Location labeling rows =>
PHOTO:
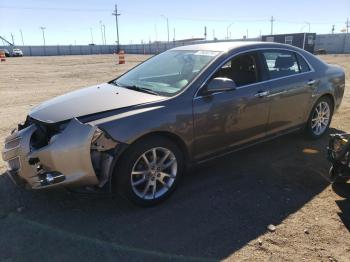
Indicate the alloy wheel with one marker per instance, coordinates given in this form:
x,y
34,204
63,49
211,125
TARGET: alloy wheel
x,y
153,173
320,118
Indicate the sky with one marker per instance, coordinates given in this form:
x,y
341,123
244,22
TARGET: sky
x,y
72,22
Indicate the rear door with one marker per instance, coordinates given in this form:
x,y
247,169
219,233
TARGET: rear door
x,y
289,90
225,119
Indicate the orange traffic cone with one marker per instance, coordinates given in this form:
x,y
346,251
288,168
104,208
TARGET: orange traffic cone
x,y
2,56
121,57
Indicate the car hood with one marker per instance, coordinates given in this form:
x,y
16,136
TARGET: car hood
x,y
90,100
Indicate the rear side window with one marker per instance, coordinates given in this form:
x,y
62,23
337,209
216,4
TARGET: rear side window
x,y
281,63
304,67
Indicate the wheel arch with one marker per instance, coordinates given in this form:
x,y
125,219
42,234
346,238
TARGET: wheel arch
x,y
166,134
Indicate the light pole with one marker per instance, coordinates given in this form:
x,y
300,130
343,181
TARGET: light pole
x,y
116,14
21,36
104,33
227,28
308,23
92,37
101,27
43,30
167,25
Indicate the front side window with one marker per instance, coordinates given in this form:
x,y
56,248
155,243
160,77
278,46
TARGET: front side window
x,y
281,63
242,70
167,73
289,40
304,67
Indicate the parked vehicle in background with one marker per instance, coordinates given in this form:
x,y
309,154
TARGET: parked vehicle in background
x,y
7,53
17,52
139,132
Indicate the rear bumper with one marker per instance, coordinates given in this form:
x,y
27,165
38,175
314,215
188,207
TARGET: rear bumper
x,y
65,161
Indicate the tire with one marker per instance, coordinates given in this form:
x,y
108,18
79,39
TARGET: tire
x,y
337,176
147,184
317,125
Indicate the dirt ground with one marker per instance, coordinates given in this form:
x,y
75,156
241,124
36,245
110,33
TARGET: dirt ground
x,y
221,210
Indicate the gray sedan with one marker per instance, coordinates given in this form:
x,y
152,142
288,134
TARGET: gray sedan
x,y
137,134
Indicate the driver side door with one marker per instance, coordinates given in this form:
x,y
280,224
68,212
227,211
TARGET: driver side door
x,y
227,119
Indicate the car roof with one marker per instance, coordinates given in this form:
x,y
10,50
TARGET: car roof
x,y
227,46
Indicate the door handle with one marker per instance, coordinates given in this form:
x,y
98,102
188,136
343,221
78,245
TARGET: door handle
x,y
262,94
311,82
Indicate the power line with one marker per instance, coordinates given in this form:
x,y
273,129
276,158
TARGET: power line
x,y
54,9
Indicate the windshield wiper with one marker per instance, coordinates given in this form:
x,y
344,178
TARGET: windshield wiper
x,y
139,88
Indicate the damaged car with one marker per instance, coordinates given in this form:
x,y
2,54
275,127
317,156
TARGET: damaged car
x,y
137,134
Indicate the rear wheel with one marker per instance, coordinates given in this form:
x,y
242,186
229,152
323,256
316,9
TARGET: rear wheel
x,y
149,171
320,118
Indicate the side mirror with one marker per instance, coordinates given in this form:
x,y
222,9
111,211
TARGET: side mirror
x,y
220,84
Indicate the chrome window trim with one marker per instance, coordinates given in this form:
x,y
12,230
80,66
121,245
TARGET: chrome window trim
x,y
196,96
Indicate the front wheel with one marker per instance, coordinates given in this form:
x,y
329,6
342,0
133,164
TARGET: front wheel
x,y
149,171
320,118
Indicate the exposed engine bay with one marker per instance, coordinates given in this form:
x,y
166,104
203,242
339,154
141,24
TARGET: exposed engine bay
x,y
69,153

Required task =>
Put every line of the rows above into a JSON list of strings, one string per line, skipping blank lines and leaving out the pictures.

In response =>
[
  "PHOTO:",
  "Indicate the alloy wheel with one marker per instance, coordinates given in this form:",
  "x,y",
  "34,204",
  "63,49",
  "211,125",
  "TARGET: alloy wheel",
  "x,y",
  "153,173",
  "320,118",
  "Indicate the sky with one marker per instance, coordinates given in this form:",
  "x,y",
  "341,123",
  "244,22",
  "TARGET: sky",
  "x,y",
  "72,22",
  "Indicate the rear door with one marker per instance, coordinates given in this form:",
  "x,y",
  "247,169",
  "219,233",
  "TARGET: rear door",
  "x,y",
  "289,90",
  "225,119",
  "Indicate the orange traffic cone with one marker per instance, coordinates given in this form:",
  "x,y",
  "346,251",
  "288,168",
  "104,208",
  "TARGET: orange traffic cone",
  "x,y",
  "2,56",
  "121,57",
  "Indicate the car hood with one marker per instance, coordinates given in this form:",
  "x,y",
  "16,136",
  "TARGET: car hood",
  "x,y",
  "90,100",
  "Indicate the rear side window with one marker per instance, coordinates given in this form:",
  "x,y",
  "62,23",
  "337,209",
  "216,4",
  "TARGET: rear side window",
  "x,y",
  "281,63",
  "304,67",
  "Indicate the wheel arch with one marker per instance, coordinates given in this form:",
  "x,y",
  "125,219",
  "42,234",
  "346,238",
  "TARGET: wheel arch",
  "x,y",
  "166,134",
  "Indicate the light pole with one marker per instance, coordinates given in this form:",
  "x,y",
  "300,130",
  "343,181",
  "TARGET: light pole",
  "x,y",
  "116,14",
  "21,36",
  "104,33",
  "227,28",
  "308,23",
  "92,37",
  "101,27",
  "43,30",
  "167,25",
  "Indicate the front side window with one marker per instance, coordinates given in this form:",
  "x,y",
  "56,248",
  "155,243",
  "160,77",
  "278,46",
  "TARGET: front side window",
  "x,y",
  "281,63",
  "242,70",
  "167,73",
  "289,40",
  "304,67",
  "Indicate the parked vehicle in background with one marker per instance, coordinates given in this form:",
  "x,y",
  "309,154",
  "TARGET: parked vehicle in background",
  "x,y",
  "7,53",
  "17,52",
  "139,132",
  "Indicate the rear bumper with one marker per instance, coordinates given in this form:",
  "x,y",
  "27,165",
  "38,175",
  "314,215",
  "188,207",
  "TARGET: rear bumper",
  "x,y",
  "65,161",
  "Indicate the tire with one marker per instance, coordinates given in this form:",
  "x,y",
  "108,18",
  "79,39",
  "TARGET: tire",
  "x,y",
  "337,176",
  "147,184",
  "317,125",
  "Indicate the dirt ground with one marker per instance, coordinates given in this form:",
  "x,y",
  "75,156",
  "241,124",
  "36,245",
  "110,33",
  "TARGET: dirt ground",
  "x,y",
  "221,210",
  "Indicate the gray sedan with one marker per instance, coordinates given in this form:",
  "x,y",
  "152,142",
  "288,134",
  "TARGET: gray sedan",
  "x,y",
  "137,134",
  "Indicate the driver side door with one marker per instance, coordinates given in this form:",
  "x,y",
  "280,224",
  "68,212",
  "227,211",
  "TARGET: driver side door",
  "x,y",
  "227,119",
  "Indicate the car roof with one marker per instance, coordinates given in this form:",
  "x,y",
  "10,50",
  "TARGET: car roof",
  "x,y",
  "227,46",
  "Indicate the door handle with one marker per instance, coordinates given in this form:",
  "x,y",
  "98,102",
  "188,136",
  "343,221",
  "78,245",
  "TARGET: door handle",
  "x,y",
  "262,94",
  "311,82",
  "Indicate the power line with one marker per instance, coordinates given in this form:",
  "x,y",
  "273,129",
  "276,158",
  "TARGET: power line",
  "x,y",
  "54,9",
  "Indicate the windshield wiper with one marker per instance, coordinates given in this form:",
  "x,y",
  "344,178",
  "TARGET: windshield wiper",
  "x,y",
  "139,88",
  "Indicate the damaged car with one marker per instance, coordinates given in this form:",
  "x,y",
  "2,54",
  "275,127",
  "317,156",
  "TARGET: damaged car",
  "x,y",
  "137,134",
  "Indicate the rear wheel with one marker per instance, coordinates given in this form:",
  "x,y",
  "242,186",
  "229,152",
  "323,256",
  "316,9",
  "TARGET: rear wheel",
  "x,y",
  "149,171",
  "320,118",
  "Indicate the side mirror with one marker per instance, coordinates given in this form:",
  "x,y",
  "222,9",
  "111,211",
  "TARGET: side mirror",
  "x,y",
  "220,84",
  "Indicate the chrome window trim with one marker per instance, coordinates given in this form:",
  "x,y",
  "12,230",
  "80,66",
  "121,245",
  "TARGET: chrome window trim",
  "x,y",
  "196,96",
  "Indicate the front wheel with one marker per instance, coordinates given in this form:",
  "x,y",
  "329,6",
  "342,0",
  "133,164",
  "TARGET: front wheel",
  "x,y",
  "149,171",
  "320,118",
  "Indicate the exposed engine bay with one marker per instance, coordinates given in this form:",
  "x,y",
  "166,104",
  "203,242",
  "339,154",
  "141,24",
  "TARGET: exposed engine bay",
  "x,y",
  "69,153"
]